→ Exercise requirements
Return the full listing exactly as it is written.

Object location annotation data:
________________
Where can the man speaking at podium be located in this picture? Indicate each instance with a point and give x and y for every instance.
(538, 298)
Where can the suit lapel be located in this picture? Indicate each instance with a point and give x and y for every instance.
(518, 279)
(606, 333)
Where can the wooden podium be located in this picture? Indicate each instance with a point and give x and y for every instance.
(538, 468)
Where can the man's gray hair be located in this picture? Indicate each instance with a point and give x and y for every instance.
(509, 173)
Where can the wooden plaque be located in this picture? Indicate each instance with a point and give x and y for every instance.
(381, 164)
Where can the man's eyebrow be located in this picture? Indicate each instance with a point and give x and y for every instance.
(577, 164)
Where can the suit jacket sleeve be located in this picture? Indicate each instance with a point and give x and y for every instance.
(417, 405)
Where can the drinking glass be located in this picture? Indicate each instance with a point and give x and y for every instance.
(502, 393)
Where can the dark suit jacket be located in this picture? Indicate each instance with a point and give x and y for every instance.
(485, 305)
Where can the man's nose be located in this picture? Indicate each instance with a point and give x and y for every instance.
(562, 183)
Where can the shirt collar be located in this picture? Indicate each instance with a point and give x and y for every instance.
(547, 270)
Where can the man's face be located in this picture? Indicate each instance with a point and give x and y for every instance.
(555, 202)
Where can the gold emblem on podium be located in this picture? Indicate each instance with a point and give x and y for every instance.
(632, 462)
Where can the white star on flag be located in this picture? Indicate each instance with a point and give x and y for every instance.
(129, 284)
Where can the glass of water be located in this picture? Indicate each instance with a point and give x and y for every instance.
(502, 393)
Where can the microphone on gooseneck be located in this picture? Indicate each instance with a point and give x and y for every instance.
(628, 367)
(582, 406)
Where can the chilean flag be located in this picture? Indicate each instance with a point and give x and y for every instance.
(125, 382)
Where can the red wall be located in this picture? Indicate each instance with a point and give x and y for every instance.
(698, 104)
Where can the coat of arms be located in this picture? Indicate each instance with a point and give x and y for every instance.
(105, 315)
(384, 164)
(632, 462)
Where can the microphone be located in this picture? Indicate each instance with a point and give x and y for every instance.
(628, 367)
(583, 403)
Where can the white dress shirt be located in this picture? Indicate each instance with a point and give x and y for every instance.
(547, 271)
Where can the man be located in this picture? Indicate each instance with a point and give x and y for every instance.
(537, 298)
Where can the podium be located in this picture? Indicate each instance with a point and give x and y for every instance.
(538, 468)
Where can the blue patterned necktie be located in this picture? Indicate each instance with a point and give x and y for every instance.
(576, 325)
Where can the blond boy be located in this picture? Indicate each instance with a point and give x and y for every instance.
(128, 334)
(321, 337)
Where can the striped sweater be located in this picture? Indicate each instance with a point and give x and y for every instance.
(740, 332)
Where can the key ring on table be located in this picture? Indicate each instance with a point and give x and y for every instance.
________________
→ Output of the task
Where can the man speaking at podium be located in this picture? Indicate each instance with a point and give x and y for every instance.
(538, 298)
Where can the suit lapel be located in this picture? Indicate each instance with a point and give x and y for every instance.
(518, 279)
(606, 333)
Where can the wooden podium be located in this picture? Indicate each instance with a point and give x and y for every instance.
(538, 468)
Where can the man's gray hair be located in this picture? Indicate each instance with a point and give x and y for every instance.
(509, 173)
Where can the wooden plaque be located in this picture? Indicate each instance with a point and give x and y for every instance.
(381, 164)
Where can the man's eyebrow be located in this picture? Indicate each instance with a point and give x and y for every instance.
(577, 164)
Where can the suit jacket sleeve be located in this picture? Indicate each instance with a point and give x and y for every instance.
(417, 405)
Where can the drinking glass be located in this picture? Indicate each instance with a point and give x and y for every instance.
(502, 393)
Where can the dark suit jacket be located in this picture? Indicate each instance with a point and give x and y for every instance.
(485, 305)
Where can the man's nose be located in this picture? Indicate each instance with a point and give x and y for every instance.
(562, 183)
Where can the shirt collar be located in this picture? Indicate each instance with a point and give x and y for every instance.
(547, 270)
Where can the man's face be located in this picture? Indicate each instance with a point and give x and y for every instance.
(555, 202)
Where can the gold emblem on podium be located in this picture? Indicate each instance with a point and give x and y for every instance.
(632, 462)
Where can the white star on flag be located in this picture? Indicate each instance with a point and give x and y for every instance.
(129, 284)
Where can the glass of water be located in this picture? Indicate each instance with a point and give x and y for every instance.
(502, 393)
Where can the microphone on gooseneck be located in this picture? Indicate each instance with a point and give x and y for every instance.
(628, 367)
(582, 406)
Where can the chilean flag be located in this picture? Indicate each instance with a point and give x and y for every instance.
(125, 382)
Where can the red wall be located in this picture? Indicate each instance with a point and give x and y for every instance.
(698, 104)
Where can the coat of arms be located in this picture? Indicate each instance with a point and give x and y for every instance.
(105, 315)
(384, 164)
(632, 462)
Where can the microphone be located in this picture? Indicate each instance with a point and give x and y for every instance.
(628, 367)
(583, 403)
Where can the white dress shirt be located in this picture? Indicate each instance with a point and give x and y for every instance.
(547, 271)
Where can the man be located in this picture? Indicate each instance with a point and give x and y for every instance.
(537, 298)
Where can the podium be located in this picture? Indicate each instance with a point and give x and y for every instance.
(538, 468)
Where can the blue patterned necktie be located in this picture? Indicate each instance with a point and give x and y for every instance.
(576, 325)
Where can the blond boy be located in this picture? Indicate each instance with a point and give x and y for every instance.
(128, 334)
(321, 337)
Where can the striped sweater be located in this picture? Indicate each instance with a point and give x and y for every instance.
(740, 332)
Where can the key ring on table be located in this picture? Indicate each instance with a point and give x and y for every instance.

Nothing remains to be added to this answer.